--- start ---
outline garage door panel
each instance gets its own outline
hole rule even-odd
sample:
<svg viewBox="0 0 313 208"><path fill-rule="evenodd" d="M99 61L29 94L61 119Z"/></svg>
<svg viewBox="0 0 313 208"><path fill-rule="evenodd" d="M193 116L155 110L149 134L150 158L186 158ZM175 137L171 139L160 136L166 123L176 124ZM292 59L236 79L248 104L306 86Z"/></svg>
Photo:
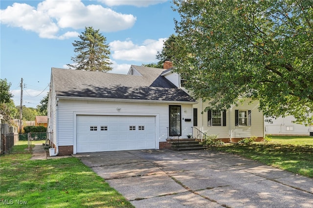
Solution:
<svg viewBox="0 0 313 208"><path fill-rule="evenodd" d="M78 115L76 121L77 152L156 148L154 116ZM130 126L135 127L130 130Z"/></svg>

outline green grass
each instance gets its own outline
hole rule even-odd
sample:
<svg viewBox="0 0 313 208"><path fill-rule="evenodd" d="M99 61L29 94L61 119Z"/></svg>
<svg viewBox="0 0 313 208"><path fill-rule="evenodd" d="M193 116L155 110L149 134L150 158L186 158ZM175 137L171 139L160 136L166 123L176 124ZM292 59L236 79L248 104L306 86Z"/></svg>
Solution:
<svg viewBox="0 0 313 208"><path fill-rule="evenodd" d="M261 163L313 178L312 137L271 136L271 141L250 145L226 144L210 148L243 156Z"/></svg>
<svg viewBox="0 0 313 208"><path fill-rule="evenodd" d="M313 146L313 137L270 136L269 137L272 139L271 142L274 143Z"/></svg>
<svg viewBox="0 0 313 208"><path fill-rule="evenodd" d="M76 158L31 161L30 153L0 157L0 204L32 208L134 207ZM12 201L10 201L12 200ZM17 201L16 201L17 200Z"/></svg>

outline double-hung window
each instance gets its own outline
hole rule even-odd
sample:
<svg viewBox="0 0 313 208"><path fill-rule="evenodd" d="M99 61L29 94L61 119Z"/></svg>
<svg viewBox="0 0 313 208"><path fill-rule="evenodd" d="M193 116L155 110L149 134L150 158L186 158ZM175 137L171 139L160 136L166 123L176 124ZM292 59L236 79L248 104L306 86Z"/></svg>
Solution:
<svg viewBox="0 0 313 208"><path fill-rule="evenodd" d="M235 125L250 126L251 110L235 110Z"/></svg>
<svg viewBox="0 0 313 208"><path fill-rule="evenodd" d="M169 135L181 136L181 106L180 105L169 106Z"/></svg>
<svg viewBox="0 0 313 208"><path fill-rule="evenodd" d="M226 126L226 110L209 110L207 111L208 126Z"/></svg>

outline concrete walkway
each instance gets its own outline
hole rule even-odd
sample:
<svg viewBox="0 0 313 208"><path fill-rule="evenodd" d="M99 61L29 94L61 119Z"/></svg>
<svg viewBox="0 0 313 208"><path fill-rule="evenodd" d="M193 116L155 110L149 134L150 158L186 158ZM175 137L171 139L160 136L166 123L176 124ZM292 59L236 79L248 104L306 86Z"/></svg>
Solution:
<svg viewBox="0 0 313 208"><path fill-rule="evenodd" d="M313 208L313 179L224 153L80 153L136 208Z"/></svg>

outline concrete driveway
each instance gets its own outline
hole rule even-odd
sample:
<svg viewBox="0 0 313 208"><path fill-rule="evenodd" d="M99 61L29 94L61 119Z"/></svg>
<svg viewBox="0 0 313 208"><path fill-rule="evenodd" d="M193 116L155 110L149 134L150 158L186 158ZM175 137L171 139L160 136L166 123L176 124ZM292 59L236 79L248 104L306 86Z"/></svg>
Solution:
<svg viewBox="0 0 313 208"><path fill-rule="evenodd" d="M313 208L313 180L224 153L79 153L136 208Z"/></svg>

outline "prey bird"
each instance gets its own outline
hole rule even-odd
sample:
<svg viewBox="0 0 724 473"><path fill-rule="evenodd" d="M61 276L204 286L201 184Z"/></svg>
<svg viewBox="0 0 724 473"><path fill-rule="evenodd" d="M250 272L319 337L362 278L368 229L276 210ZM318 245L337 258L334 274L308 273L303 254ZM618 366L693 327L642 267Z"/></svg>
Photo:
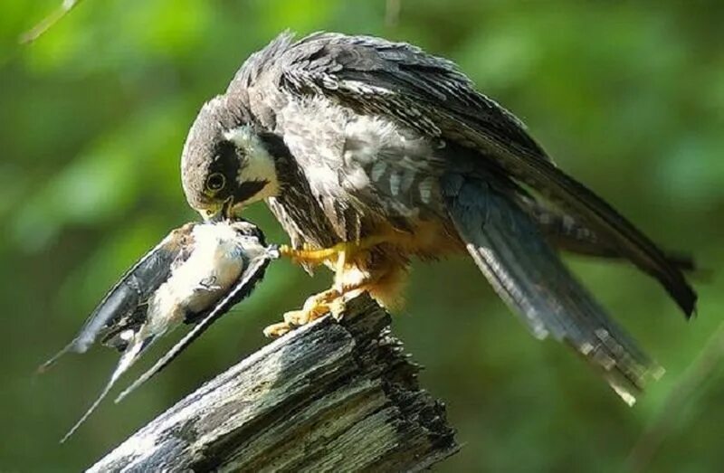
--- end ---
_Exercise objective_. Extract every line of the records that contains the string "concrete", matching case exactly.

_Exercise response_.
outline concrete walkway
outline concrete driveway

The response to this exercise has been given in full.